» Records for this exercise:

□ □ □ □ □

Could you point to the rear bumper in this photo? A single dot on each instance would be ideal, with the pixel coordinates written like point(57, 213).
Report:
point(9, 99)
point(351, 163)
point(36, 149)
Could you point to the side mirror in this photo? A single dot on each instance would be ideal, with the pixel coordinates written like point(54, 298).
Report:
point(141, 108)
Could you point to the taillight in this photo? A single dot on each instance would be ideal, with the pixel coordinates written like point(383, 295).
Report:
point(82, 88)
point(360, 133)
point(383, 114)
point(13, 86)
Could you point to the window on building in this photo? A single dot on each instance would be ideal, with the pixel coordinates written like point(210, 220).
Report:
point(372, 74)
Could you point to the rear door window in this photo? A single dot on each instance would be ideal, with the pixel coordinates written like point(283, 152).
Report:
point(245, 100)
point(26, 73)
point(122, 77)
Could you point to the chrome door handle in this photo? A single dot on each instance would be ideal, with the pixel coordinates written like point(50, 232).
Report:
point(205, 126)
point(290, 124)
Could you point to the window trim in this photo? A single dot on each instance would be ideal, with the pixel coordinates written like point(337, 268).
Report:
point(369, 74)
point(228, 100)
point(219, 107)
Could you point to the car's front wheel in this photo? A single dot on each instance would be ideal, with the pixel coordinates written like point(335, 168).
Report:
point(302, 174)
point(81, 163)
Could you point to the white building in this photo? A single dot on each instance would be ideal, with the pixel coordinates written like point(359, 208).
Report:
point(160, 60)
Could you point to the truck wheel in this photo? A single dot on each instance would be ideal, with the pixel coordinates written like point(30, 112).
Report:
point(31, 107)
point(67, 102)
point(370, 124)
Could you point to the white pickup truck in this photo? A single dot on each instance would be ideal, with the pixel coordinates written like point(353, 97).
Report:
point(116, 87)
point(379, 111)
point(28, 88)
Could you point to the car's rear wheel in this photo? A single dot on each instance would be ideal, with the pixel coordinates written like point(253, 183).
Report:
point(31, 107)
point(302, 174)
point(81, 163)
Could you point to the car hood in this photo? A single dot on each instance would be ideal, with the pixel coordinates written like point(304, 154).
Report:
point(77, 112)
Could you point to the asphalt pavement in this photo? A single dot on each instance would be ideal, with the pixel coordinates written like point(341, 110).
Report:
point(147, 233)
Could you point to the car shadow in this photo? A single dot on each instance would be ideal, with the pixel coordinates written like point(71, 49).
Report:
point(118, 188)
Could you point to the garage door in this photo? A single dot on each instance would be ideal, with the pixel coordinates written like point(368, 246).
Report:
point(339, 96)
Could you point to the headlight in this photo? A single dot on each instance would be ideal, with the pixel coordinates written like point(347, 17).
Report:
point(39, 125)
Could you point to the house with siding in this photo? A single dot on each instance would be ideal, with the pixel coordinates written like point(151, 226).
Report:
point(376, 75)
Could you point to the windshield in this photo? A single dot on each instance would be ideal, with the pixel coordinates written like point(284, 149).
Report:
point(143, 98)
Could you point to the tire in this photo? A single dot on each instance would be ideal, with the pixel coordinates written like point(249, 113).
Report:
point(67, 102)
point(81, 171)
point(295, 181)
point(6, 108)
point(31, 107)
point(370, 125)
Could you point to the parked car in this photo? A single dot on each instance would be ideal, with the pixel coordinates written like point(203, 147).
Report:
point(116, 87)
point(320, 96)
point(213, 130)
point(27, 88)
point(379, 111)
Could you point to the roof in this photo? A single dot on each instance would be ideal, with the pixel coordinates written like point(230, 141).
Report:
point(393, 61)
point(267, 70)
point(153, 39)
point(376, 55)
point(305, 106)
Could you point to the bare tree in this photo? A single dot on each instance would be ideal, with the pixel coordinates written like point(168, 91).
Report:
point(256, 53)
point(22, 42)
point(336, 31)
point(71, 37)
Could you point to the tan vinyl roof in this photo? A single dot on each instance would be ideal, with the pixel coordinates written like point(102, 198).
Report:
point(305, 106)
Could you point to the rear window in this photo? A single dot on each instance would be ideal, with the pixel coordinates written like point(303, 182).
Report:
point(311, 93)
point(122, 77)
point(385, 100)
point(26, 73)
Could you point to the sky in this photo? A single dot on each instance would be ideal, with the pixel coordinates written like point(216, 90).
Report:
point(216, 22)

□ □ □ □ □

» What is being asked: Reproduce exactly what is written in the listing above.

» Answer to the problem:
Could you point to the rear bumper in this photo? A single dot on each instance would be ideal, with the pixel coordinates written like point(57, 213).
Report:
point(9, 99)
point(351, 163)
point(36, 149)
Could you point to the side mirror in this photo? A single dot on each instance would be ideal, with the pixel coordinates written like point(54, 298).
Report:
point(141, 108)
Could you point to the taillight in this photo? A single dot on each instance would be ideal, with the pixel coordinates written like point(383, 295).
Report:
point(82, 88)
point(360, 133)
point(383, 114)
point(13, 86)
Could you point to the window on building in this photo? A single dot on each instance would be ideal, with the pixel coordinates written like point(210, 220).
Report:
point(372, 74)
Could you point to the rear door window in this photo? A single dot on each instance would be ideal, with the pixel coordinates written like point(283, 152).
Report:
point(245, 100)
point(26, 73)
point(122, 77)
Could you point to the chrome door handle in this photo? A single dot on each instance would be ideal, with the pixel coordinates written like point(50, 232).
Report:
point(205, 126)
point(290, 124)
Could you point to the window trim in this photo? A single dot on each instance would be ideal, with the pixel coordinates written like point(337, 268).
Report:
point(369, 74)
point(228, 100)
point(219, 107)
Could you point to the car's front wheel in this photo? A single dot on each instance would be ideal, with the pixel coordinates written like point(335, 168).
Report:
point(302, 174)
point(81, 163)
Could you point to the white building in this photo? A single dot on each instance would be ideal, with the pixel coordinates written like point(359, 208).
Report:
point(160, 60)
Could you point to the truck wheel in this photo? A single dot on each instance would be ideal, with the pixel coordinates written like point(30, 112).
Report:
point(31, 107)
point(67, 102)
point(370, 124)
Could you point to the white pickup truck in this photo? A single dot on each instance would be ideal, with the pixel coordinates written like point(353, 97).
Report:
point(116, 87)
point(379, 111)
point(28, 88)
Could you point to the car's rear wheel in this photo? A single dot on each instance would be ideal, with the pixel coordinates written like point(253, 183).
Report:
point(31, 107)
point(302, 174)
point(81, 163)
Could you point to the car hood in this photo? A single dot on each instance would be ideal, with the pixel coordinates written like point(304, 154).
Report:
point(77, 112)
Could you point to the asphalt pavement in this photo? A single dot on each instance would be ideal, with the pixel coordinates written like point(341, 110).
Report:
point(147, 233)
Could you point to the car shadow in this photo? A single dot on each instance would be ideal, with the pixel coordinates written like point(71, 49).
Report:
point(118, 188)
Could you point to the garage door in this photo? A single dot on each instance would be ideal, with the pixel coordinates written like point(368, 246).
Report:
point(339, 96)
Could you point to the headlight in this photo? A single dot on each instance would be ideal, with the pixel coordinates written like point(347, 17).
Report:
point(39, 125)
Could you point to the house with siding in this photo? A single dot on each instance would be ideal, with the pixel coordinates written like point(151, 226).
Report:
point(376, 75)
Could you point to the windshield in this photo? A single dot on each instance would be ideal, with the pixel coordinates written like point(284, 149).
Report:
point(143, 98)
Could you point to the tire in this photo? A single dot on each instance would be ideal, with the pixel coordinates written like point(249, 113).
Report:
point(67, 102)
point(81, 171)
point(295, 181)
point(6, 108)
point(31, 107)
point(370, 125)
Could you point to the parked car in this photo? A single dot on each instance would be ideal, with the pixel coordinates written like point(203, 147).
Report:
point(116, 87)
point(320, 96)
point(213, 130)
point(27, 88)
point(379, 111)
Could you point to the roof in this photo? A single dot on each instance would be ideal, with the pixel coordinates written like point(230, 141).
Report:
point(393, 61)
point(267, 70)
point(153, 39)
point(376, 55)
point(305, 106)
Could you point to the bare tree in this photo? A single dot on each instance would be ideal, with the pixel coordinates written like point(168, 91).
Report:
point(256, 53)
point(22, 42)
point(336, 31)
point(71, 37)
Could you point to the tan vinyl roof in this photo? A single dot on each instance would be ideal, with the pixel coordinates written like point(102, 198).
Report:
point(305, 106)
Could you point to the rear window in this photo? A single dot on each instance would be ideal, with the pixel coordinates written like point(303, 182).
Report:
point(311, 93)
point(122, 77)
point(385, 100)
point(26, 73)
Could you point to the sky in this photo? A single dot on each instance would be ideal, with the pixel coordinates written like point(216, 90).
Report:
point(216, 22)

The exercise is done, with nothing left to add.